== Required action ==
These entries must be printed again exactly as they are.

-- Opening Marker --

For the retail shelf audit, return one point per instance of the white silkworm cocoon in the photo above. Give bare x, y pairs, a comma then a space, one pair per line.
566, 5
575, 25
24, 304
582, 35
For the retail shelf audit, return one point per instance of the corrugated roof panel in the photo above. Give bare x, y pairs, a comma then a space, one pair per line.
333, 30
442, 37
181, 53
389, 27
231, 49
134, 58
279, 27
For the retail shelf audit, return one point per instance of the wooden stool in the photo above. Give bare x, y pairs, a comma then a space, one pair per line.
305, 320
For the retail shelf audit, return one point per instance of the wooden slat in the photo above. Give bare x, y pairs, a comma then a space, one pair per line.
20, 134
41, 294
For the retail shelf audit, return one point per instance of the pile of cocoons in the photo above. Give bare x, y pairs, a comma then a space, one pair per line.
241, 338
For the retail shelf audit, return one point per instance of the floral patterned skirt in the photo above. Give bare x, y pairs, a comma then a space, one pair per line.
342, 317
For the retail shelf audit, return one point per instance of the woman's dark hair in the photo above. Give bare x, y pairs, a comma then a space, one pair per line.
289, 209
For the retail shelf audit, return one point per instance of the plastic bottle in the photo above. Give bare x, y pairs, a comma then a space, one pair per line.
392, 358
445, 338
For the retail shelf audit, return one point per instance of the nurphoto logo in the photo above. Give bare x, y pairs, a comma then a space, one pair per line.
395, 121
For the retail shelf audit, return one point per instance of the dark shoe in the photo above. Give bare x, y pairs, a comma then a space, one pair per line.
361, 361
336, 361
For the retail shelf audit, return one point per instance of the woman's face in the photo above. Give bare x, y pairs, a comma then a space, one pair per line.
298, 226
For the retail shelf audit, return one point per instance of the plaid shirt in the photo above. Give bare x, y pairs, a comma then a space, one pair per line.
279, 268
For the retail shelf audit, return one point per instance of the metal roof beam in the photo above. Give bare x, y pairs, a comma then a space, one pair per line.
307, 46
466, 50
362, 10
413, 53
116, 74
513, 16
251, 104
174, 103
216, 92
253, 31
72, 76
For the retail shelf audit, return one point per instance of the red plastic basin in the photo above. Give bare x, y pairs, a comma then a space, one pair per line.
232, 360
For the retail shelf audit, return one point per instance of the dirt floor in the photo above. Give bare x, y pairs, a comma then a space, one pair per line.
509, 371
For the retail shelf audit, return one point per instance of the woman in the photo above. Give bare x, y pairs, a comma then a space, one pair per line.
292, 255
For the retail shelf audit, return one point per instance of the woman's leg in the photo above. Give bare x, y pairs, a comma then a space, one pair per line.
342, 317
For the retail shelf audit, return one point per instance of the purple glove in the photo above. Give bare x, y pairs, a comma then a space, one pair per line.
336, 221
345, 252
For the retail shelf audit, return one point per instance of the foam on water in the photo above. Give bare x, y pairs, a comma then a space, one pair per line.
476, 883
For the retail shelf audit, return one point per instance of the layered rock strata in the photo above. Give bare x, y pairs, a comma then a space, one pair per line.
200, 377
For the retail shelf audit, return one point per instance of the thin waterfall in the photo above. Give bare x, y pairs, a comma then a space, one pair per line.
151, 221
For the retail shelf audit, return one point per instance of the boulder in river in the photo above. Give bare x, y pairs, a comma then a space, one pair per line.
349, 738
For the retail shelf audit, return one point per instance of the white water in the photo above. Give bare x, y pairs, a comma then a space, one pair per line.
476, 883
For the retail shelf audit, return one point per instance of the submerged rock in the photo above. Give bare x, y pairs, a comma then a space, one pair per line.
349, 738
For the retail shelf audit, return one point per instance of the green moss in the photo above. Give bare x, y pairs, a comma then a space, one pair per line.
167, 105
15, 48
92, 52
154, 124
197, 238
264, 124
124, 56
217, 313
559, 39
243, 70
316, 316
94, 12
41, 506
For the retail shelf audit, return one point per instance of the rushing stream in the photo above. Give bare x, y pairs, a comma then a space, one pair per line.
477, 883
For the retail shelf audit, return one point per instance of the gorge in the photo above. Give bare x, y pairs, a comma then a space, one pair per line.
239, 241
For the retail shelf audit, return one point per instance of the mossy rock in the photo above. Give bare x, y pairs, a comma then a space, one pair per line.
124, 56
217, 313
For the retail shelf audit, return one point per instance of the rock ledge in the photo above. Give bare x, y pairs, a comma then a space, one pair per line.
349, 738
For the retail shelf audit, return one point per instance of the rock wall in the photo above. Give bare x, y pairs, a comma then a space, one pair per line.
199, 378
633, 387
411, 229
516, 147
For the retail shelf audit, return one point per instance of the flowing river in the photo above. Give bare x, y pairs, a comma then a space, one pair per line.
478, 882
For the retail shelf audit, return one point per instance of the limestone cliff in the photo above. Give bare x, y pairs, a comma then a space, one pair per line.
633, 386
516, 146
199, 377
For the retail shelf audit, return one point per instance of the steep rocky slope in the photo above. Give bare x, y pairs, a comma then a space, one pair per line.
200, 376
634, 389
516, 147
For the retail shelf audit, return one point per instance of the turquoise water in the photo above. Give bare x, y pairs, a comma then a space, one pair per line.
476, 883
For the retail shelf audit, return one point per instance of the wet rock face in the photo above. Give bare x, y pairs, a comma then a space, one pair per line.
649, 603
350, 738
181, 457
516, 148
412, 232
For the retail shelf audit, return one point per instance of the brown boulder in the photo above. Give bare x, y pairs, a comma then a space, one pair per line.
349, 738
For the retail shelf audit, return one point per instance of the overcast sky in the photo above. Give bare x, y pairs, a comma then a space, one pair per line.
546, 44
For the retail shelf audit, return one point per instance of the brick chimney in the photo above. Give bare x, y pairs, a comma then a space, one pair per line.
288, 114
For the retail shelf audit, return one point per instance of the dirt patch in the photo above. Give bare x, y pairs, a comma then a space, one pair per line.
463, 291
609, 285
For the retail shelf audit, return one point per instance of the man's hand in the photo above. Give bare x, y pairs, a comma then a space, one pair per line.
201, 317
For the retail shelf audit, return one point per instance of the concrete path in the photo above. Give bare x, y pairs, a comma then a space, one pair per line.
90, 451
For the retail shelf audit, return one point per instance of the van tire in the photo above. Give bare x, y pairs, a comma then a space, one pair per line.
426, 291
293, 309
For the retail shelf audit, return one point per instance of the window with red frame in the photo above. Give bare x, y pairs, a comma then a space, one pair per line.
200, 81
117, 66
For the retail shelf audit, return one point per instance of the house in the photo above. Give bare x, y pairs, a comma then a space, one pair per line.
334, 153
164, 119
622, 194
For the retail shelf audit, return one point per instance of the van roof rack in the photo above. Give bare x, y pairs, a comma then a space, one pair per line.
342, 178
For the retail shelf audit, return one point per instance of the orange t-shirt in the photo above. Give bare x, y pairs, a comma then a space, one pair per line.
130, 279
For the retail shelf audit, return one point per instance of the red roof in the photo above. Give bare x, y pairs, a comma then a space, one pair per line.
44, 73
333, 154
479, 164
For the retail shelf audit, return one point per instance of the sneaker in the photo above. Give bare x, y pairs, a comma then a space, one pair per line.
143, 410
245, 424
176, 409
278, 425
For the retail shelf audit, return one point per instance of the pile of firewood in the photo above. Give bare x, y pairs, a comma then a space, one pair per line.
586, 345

-- Closing Marker --

== Task answer ==
For the retail shelf audit, return one point per instance of the white silkworm cocoon in the photo above. Give bare x, y pairs, a comma then a space, one pair per line.
566, 5
575, 25
24, 304
582, 35
For the retail shelf audit, return one point per instance of the corrugated roof panel in the photo above. Give bare x, y pairs, a comma then a space, one pair per line.
333, 30
442, 37
181, 53
389, 27
231, 49
134, 58
279, 27
For the retail shelf audit, return one point per instance of the wooden stool in the photo above. Give bare x, y pairs, a comma then a space, one pair per line.
305, 320
For the retail shelf audit, return one point per instance of the wooden slat in the photo above. Give bare x, y pairs, a comma then a space, one pair per line.
20, 134
41, 294
For the retail shelf audit, return one point per instance of the pile of cocoons in the photo above. Give bare x, y pairs, a comma then a space, one pair per line.
241, 338
For the retail shelf audit, return one point per instance of the floral patterned skirt in the photo above. Give bare x, y pairs, a comma then a space, one pair per line.
342, 317
For the retail shelf audit, return one point per instance of the woman's dark hair in the photo above. Give bare x, y pairs, a comma then a space, one pair per line.
289, 209
For the retail shelf audit, return one point per instance of the plastic bottle in the photo above. Give bare x, y pairs, a comma then a space, one pair per line.
392, 358
445, 338
For the retail shelf audit, return one point per instance of the nurphoto logo in the photo above. Give bare x, y pairs, a comma then a space, one pair per line.
395, 121
For the retail shelf audit, return one point per instance of the dark shoe in the photo above. Give bare x, y pairs, a comma then a space, one pair per line.
361, 361
336, 361
For the retail shelf audit, return one point per instance of the woman's face in the photo above. Give bare x, y pairs, a comma then a space, one pair per line.
298, 226
For the retail shelf audit, return one point per instance of the plaid shirt in the photo above. Give bare x, y pairs, a comma then a space, one pair per line.
279, 268
For the retail shelf audit, return one point per instance of the metal roof beam in the photo above. Give bare x, y pairs, a comma then a space, one pair per line.
307, 46
466, 50
362, 10
413, 53
116, 74
513, 16
251, 104
174, 103
216, 92
253, 31
72, 76
For the retail shelf audit, return one point per instance of the red plastic basin in the photo above. Give bare x, y pairs, a comma then a space, one pair per line.
232, 360
For the retail shelf audit, return one point per instance of the dirt floor in the photo above. Give bare x, y pairs, a comma then a space, one pair per line.
509, 371
For the retail shelf audit, return one point per instance of the woman in the photo above. Give bare x, y pairs, a comma then a space, one pair per line.
292, 255
For the retail shelf audit, return one point per instance of the woman's leg in the photo above. Give bare x, y pairs, a comma then a space, one pair per line.
342, 317
For the retail shelf audit, return one point per instance of the purple glove in the photo above. Give bare x, y pairs, a comma then a space, one pair per line.
336, 221
345, 252
For the retail shelf audit, return one point per instance of the foam on water in the photo above. Give bare x, y pairs, a comma then a space, one pair per line.
476, 883
For the retail shelf audit, return one point per instance of the layered rock strata in the photo above. Give bare x, y pairs, a comma then a space, one pair per line.
200, 377
For the retail shelf audit, return one point per instance of the thin waterfall in the photo above. Give bare x, y pairs, a comma then a space, one pair per line.
151, 221
For the retail shelf audit, return one point per instance of the boulder in river in the photo above. Give bare x, y pairs, a comma then a space, one pair per line.
349, 738
For the retail shelf audit, return one point per instance of the white water in the photo above. Give bare x, y pairs, a comma then a space, one pair per line.
476, 883
For the retail shelf audit, return one point per instance of the submerged rock in the photo above. Give bare x, y pairs, a comma then a space, one pair per line.
349, 738
For the retail shelf audit, return one point per instance of the green moss in the photo above. Give bare x, y pairs, a comma then a space, one pair per line.
167, 105
15, 48
92, 52
154, 124
197, 238
264, 124
124, 56
217, 313
559, 39
243, 70
316, 316
94, 12
41, 506
For the retail shelf audit, return one point per instance of the rushing stream in the photo above. Give bare x, y pairs, a comma then a space, one pair per line.
477, 883
For the retail shelf audit, return one point per instance of the gorge in the photo above. Give bare x, y pairs, a comma then a space, one pair per line.
239, 241
For the retail shelf audit, return one point per instance of the mossy rock in the photo above. Give bare x, y pairs, a comma then a space, one pair per line.
124, 56
217, 313
For the retail shelf audit, return one point per instance of the rock ledge in the photo above. Give bare x, y pairs, a comma then a space, one pair per line.
349, 738
For the retail shelf audit, return one point per instance of the rock wall in the photo above. Give bare x, y pairs, a comma then a space, one pair per line.
199, 378
633, 387
411, 229
516, 147
For the retail shelf audit, return one point per instance of the flowing river in the photo above. Give bare x, y pairs, a comma then a space, one pair per line.
478, 882
For the retail shelf audit, return one point per instance of the limestone cliff in the photo above. Give bare x, y pairs, a comma then a space, one pair per line.
633, 386
516, 146
199, 377
For the retail shelf audit, return one point per instance of the steep rocky slope in the photo above. Give bare x, y pairs, a comma then a space, one pair per line.
200, 376
634, 389
516, 147
For the retail shelf audit, return one point per instance of the turquoise water in the photo above. Give bare x, y pairs, a comma then a space, one pair per line.
476, 883
For the retail shelf audit, return one point per instance of the wet rock face in the photo above. Give bare x, y pairs, a comma then a space, one pair per line.
649, 603
350, 738
181, 457
516, 148
412, 232
For the retail shelf audit, return one point per instance of the brown boulder in the photo above. Give bare x, y pairs, a comma then a space, one pair per line.
349, 738
For the retail shelf audit, return one point per instance of the overcast sky in the photo above. Give bare x, y pairs, a comma then a space, one pair per line.
546, 44
For the retail shelf audit, return one point per instance of the brick chimney in the photo above. Give bare x, y pairs, a comma then a space, one pair per line.
288, 114
For the retail shelf audit, return one point per instance of the dirt patch in the photo above. Give bare x, y pairs, a comma then a space, one pair per line.
463, 291
609, 285
For the retail shelf audit, return one point per instance of the man's hand in the photo above. Give bare x, y pairs, a comma then a space, one pair per line.
201, 317
For the retail shelf audit, return one point per instance of the concrete path in the photo above. Give bare x, y pairs, a comma then a space, one pair per line.
90, 451
For the retail shelf audit, return one point per instance of the van tire in the photo above. Give bare x, y pairs, a comma then a space, one pair per line.
426, 291
293, 309
For the retail shelf audit, return one point per instance of the window with red frame in the photo above. Give bare x, y pairs, a comma then a space, one pair per line.
200, 81
117, 66
For the retail shelf audit, return one point per instance of the house in the photo above. Give bare x, y pairs, a comma then a space, one pair per line.
334, 153
164, 119
622, 194
For the retail shelf audit, return one point per instance of the van roof rack in the photo above. Give bare x, y pairs, a comma then a space, one pair per line.
342, 178
For the retail shelf audit, return one point per instance of the orange t-shirt in the photo above. Give bare x, y pairs, a comma then a space, one pair per line.
130, 279
For the retail shelf audit, return one point per instance of the red roof in the photo above. Give bare x, y pairs, a comma then a space, one pair per line.
44, 73
333, 154
479, 164
For the retail shelf audit, return one point per instance of the sneaker in the photo above. Give bare x, y pairs, a comma then a space, one pair per line.
143, 410
245, 424
176, 409
278, 425
For the retail shelf audit, return one point per instance of the pile of firewood in the photo above. Give bare x, y pairs, a comma then a space, one pair per line.
586, 345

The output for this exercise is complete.